■ **REQUIRED TASK**: Return only the lines starting at the line that contains "round plate -> point" and ending with the final line of the listing; include both endpoints.
◆ ◆ ◆
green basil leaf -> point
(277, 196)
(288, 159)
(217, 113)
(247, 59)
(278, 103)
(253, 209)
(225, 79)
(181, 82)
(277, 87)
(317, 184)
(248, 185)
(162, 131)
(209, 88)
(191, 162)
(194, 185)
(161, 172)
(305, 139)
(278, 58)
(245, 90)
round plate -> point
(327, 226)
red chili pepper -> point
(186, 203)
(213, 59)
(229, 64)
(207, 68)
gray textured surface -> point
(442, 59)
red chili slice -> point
◆ ◆ ◆
■ **RIGHT ANSWER**:
round plate -> point
(327, 226)
red chili pepper -> point
(186, 203)
(213, 59)
(229, 64)
(207, 68)
gray textured surface -> point
(442, 59)
red chili slice -> point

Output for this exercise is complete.